Rewrite only the lines of the records between the line holding "Question: What bounding box encloses the blue pool" and the line holding "62, 348, 93, 368", inclusive, keeping the request lines as they are. In the answers, multiply every bounding-box coordinate by 1.55 and round each result to a whole number, with halves rounded up.

= = = = =

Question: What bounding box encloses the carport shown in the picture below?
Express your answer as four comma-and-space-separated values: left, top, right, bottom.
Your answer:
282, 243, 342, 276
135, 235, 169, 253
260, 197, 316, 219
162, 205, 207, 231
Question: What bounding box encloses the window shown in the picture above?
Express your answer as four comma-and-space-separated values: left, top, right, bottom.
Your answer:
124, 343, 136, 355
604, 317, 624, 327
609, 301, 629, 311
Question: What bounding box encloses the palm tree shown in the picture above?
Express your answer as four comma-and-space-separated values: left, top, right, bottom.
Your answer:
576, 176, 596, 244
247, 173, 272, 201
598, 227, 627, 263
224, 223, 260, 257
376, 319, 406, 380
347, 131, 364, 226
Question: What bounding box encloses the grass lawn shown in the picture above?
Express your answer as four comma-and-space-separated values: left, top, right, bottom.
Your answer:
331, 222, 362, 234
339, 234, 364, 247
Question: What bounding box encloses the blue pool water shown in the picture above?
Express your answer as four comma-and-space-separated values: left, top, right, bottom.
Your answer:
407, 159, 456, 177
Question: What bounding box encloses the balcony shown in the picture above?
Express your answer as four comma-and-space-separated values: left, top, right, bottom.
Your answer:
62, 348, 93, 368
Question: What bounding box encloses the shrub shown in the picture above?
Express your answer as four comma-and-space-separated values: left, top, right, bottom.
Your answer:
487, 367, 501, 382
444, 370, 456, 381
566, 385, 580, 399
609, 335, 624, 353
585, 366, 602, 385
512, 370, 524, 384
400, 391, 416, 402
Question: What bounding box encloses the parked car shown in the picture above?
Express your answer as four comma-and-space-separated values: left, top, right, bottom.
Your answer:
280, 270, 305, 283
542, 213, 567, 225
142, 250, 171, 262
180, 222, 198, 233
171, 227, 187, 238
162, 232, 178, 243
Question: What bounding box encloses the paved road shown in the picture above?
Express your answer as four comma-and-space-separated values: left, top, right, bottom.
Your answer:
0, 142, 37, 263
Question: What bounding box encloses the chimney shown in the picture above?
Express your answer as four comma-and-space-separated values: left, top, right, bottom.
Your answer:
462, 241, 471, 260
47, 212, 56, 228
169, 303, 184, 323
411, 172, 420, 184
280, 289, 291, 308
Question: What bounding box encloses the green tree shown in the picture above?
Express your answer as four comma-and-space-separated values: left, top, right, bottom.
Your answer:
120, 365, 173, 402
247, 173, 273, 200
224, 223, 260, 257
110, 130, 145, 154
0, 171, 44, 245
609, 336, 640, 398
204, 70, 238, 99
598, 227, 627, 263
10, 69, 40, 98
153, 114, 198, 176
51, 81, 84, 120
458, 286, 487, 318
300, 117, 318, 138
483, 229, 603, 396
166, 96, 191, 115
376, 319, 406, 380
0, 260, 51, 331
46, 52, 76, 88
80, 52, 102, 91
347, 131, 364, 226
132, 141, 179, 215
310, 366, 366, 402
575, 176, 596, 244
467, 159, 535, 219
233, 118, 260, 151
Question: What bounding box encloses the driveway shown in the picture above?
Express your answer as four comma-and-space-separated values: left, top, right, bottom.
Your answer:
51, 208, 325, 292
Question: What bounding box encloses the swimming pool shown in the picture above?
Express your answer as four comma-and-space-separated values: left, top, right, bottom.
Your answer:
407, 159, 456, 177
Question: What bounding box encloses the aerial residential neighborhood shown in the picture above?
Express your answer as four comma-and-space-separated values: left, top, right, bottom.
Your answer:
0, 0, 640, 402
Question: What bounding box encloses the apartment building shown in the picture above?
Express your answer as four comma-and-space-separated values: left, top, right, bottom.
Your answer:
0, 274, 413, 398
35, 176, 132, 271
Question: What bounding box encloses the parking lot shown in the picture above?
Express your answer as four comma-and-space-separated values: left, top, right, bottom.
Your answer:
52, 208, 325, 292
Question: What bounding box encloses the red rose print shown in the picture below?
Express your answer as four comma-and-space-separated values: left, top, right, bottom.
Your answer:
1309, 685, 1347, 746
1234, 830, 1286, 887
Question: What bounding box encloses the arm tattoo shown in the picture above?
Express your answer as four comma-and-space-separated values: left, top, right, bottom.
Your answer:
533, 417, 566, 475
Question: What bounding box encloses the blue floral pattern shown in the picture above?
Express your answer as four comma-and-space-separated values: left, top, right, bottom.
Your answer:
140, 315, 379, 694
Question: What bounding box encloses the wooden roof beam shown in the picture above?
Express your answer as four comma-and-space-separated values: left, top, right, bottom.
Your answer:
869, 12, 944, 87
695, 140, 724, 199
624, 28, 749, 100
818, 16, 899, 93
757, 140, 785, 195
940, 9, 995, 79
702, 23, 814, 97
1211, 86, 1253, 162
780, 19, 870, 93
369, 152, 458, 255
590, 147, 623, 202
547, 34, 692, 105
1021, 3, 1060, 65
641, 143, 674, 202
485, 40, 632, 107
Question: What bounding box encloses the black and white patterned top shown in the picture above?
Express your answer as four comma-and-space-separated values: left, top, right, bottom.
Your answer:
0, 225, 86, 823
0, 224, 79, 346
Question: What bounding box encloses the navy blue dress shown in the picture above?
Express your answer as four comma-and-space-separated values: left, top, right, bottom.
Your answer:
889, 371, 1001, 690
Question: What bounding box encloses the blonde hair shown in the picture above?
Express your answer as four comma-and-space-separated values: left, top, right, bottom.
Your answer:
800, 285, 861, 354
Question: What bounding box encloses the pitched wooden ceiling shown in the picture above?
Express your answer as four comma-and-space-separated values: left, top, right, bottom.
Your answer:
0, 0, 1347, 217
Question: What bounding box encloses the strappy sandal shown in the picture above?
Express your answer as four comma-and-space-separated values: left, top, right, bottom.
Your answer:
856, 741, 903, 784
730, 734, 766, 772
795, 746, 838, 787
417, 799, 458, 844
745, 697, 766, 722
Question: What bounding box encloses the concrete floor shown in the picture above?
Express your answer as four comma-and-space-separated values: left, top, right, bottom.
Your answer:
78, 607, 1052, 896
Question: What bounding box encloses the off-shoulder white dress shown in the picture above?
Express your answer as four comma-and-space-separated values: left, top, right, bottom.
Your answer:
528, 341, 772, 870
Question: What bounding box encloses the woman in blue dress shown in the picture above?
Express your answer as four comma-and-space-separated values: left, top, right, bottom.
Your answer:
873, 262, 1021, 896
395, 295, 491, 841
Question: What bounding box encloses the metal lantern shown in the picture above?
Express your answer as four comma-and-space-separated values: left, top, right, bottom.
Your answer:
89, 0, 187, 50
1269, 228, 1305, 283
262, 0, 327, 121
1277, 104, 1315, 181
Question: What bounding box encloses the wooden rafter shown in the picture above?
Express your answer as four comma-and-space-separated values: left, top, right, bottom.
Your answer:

= = = = =

The answer —
Question: What bounding box encloses the blue pool water shown in the picture above?
Express your answer as four comma-and-space-separated values: left, top, right, bottom.
Your answer:
631, 246, 707, 274
Question: What bounding box encloses the balcony shown in the picture above?
Express your answer as four comma-and-space-separated values: left, top, right, bottom.
Your answer:
96, 539, 144, 570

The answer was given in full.